__WHAT YOU WILL DO__
Reproduce exactly the lines from the one containing "Each instance receives one keypoint. Annotate the building" through the last line of the records below, both included, and nothing else.

__MATERIAL PROVIDED__
* * *

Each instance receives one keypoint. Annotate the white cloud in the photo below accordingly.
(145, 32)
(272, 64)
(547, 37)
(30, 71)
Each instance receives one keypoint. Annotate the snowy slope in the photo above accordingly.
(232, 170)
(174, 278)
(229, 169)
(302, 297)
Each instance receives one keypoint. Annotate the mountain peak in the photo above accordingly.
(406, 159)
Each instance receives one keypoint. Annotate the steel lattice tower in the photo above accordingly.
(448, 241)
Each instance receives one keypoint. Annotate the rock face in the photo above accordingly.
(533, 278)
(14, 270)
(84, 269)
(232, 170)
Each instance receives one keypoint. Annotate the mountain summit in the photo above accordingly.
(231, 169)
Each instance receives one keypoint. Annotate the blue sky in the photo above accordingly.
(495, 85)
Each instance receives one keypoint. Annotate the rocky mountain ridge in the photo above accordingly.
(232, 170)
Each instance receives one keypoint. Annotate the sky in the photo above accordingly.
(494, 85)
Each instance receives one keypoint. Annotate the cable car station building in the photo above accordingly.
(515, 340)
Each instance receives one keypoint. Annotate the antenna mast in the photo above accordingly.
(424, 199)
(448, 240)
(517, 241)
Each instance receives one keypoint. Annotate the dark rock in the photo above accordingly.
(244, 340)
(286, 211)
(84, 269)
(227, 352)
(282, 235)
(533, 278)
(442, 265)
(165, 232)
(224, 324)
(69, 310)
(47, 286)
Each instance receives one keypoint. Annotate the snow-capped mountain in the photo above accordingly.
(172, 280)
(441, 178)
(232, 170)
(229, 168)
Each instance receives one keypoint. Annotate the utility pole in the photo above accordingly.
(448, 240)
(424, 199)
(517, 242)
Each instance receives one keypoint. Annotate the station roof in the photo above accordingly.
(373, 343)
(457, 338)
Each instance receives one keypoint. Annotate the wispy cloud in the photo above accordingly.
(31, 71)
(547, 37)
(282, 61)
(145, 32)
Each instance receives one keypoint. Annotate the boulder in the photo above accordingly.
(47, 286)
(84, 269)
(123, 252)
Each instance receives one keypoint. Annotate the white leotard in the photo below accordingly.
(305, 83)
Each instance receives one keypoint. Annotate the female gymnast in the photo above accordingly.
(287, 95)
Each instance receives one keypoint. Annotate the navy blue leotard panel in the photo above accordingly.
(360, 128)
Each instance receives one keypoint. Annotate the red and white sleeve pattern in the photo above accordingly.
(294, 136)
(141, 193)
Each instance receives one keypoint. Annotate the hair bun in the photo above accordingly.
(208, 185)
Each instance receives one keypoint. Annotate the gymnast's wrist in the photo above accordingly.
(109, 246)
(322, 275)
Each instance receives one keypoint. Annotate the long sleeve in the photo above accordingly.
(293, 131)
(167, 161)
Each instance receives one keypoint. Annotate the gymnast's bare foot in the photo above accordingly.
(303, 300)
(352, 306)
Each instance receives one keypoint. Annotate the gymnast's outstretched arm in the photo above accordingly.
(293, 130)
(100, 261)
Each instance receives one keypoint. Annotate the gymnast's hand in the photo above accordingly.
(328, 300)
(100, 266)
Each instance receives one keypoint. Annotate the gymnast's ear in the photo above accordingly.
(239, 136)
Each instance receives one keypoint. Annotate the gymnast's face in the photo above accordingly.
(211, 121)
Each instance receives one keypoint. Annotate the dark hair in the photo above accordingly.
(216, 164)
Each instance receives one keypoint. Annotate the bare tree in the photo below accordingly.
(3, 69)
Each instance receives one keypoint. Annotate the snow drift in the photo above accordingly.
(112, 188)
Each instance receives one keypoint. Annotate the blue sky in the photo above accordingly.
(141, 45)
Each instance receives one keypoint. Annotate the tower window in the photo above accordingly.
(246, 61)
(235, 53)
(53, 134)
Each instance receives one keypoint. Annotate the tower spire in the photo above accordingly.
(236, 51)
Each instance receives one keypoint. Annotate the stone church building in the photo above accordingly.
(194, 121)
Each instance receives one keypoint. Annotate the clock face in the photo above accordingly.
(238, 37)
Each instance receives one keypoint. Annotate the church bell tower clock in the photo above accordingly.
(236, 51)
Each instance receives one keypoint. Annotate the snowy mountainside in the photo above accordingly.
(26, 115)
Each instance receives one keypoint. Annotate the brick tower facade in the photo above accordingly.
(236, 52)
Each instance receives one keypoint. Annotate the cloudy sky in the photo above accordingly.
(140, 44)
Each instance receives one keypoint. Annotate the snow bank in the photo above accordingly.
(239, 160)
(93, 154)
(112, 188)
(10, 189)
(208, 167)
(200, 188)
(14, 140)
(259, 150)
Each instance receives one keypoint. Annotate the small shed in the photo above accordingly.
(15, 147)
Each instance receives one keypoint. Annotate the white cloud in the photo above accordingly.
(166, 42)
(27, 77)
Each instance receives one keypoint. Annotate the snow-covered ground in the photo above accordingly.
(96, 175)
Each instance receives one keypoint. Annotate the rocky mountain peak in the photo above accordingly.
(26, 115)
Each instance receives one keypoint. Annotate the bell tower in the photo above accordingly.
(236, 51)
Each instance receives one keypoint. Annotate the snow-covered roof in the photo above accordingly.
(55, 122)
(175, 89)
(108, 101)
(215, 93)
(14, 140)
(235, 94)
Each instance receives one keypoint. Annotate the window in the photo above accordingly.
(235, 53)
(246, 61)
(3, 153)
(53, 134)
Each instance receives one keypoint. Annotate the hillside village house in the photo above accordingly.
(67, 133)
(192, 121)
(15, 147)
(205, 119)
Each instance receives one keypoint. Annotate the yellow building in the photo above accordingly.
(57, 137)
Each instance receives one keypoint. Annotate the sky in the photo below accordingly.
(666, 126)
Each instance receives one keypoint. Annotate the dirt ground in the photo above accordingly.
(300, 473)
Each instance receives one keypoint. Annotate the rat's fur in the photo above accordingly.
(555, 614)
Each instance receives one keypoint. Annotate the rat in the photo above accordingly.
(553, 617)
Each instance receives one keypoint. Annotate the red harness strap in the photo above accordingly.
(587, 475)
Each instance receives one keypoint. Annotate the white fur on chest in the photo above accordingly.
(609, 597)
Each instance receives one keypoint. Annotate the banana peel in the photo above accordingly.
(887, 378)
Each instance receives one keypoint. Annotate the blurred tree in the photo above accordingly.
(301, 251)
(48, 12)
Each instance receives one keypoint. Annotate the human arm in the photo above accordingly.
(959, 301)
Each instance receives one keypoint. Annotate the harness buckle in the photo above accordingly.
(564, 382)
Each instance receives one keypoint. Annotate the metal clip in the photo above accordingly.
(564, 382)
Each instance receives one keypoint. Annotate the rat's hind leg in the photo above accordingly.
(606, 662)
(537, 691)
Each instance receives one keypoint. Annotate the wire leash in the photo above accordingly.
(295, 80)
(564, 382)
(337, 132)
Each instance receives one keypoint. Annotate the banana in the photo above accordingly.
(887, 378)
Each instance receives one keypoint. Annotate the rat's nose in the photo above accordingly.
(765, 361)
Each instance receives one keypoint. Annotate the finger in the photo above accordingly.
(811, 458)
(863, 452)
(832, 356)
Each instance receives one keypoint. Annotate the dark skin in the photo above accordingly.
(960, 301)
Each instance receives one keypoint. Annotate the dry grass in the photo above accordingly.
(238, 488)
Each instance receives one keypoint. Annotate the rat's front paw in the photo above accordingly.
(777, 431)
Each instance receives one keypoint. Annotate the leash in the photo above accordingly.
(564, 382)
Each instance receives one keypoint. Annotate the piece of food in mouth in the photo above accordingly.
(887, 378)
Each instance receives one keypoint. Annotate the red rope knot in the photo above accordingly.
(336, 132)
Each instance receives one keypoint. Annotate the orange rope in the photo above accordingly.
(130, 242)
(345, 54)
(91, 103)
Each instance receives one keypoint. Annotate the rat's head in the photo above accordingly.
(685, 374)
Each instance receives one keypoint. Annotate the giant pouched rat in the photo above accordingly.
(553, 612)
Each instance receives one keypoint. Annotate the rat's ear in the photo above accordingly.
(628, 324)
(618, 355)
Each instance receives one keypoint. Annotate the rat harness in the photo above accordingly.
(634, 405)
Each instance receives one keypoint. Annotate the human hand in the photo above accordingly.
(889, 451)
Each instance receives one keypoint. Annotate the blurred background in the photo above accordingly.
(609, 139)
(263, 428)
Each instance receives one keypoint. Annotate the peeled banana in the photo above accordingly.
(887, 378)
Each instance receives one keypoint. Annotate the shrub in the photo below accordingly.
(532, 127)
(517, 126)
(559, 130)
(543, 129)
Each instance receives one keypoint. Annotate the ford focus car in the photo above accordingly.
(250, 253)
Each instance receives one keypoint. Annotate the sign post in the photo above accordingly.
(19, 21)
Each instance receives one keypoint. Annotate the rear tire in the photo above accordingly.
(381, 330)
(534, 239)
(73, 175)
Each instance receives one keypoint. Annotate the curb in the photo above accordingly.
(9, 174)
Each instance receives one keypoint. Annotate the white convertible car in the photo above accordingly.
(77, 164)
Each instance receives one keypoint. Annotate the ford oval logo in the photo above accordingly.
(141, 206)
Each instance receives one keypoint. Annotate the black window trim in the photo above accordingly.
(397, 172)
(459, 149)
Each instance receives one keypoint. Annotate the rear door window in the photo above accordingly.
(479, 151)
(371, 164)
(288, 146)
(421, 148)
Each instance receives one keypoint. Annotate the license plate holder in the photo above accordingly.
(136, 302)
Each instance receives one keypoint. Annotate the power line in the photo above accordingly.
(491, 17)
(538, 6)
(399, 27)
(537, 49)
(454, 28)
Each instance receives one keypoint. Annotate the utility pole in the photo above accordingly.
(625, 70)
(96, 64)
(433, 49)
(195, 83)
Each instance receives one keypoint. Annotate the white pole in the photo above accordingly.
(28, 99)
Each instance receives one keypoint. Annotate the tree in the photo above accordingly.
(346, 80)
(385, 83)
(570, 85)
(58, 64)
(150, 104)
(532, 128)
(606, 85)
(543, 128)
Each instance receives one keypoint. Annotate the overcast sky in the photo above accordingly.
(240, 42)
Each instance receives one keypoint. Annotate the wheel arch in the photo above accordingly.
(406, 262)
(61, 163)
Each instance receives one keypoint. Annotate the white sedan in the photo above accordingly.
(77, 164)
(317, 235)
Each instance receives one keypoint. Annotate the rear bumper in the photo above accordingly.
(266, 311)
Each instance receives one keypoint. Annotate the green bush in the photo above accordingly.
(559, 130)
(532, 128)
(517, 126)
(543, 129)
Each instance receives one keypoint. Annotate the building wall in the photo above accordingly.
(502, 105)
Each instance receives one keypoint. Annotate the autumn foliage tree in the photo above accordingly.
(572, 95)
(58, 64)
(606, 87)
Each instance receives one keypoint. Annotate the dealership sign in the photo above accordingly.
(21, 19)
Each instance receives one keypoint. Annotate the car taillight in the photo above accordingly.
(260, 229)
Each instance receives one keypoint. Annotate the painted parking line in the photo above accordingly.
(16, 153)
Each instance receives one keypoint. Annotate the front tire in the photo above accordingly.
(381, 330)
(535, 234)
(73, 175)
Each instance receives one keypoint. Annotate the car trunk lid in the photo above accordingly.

* * *

__EXERCISE ANSWER__
Each instance receives one keypoint. Annotate the building wall in the photo above accordingly.
(502, 105)
Each instance receives one keypoint. Annotate the autumn foliage tree in the photo above accordingly.
(572, 95)
(58, 64)
(606, 87)
Each instance receives one keypoint. Annotate the dealership sign in the photo above accordingly.
(21, 19)
Each instance receives one keypoint. Annotate the car taillight in the photo above accordingly.
(260, 229)
Each instance receives one keypoint. Annotate the painted parking line in the photo above accordingly.
(16, 153)
Each instance receives one keypoint. Annotate the front tire in the photo above accordingly.
(381, 330)
(535, 234)
(73, 175)
Each instance receives one keypoint. Annotate the car trunk lid in the photo above accordingly.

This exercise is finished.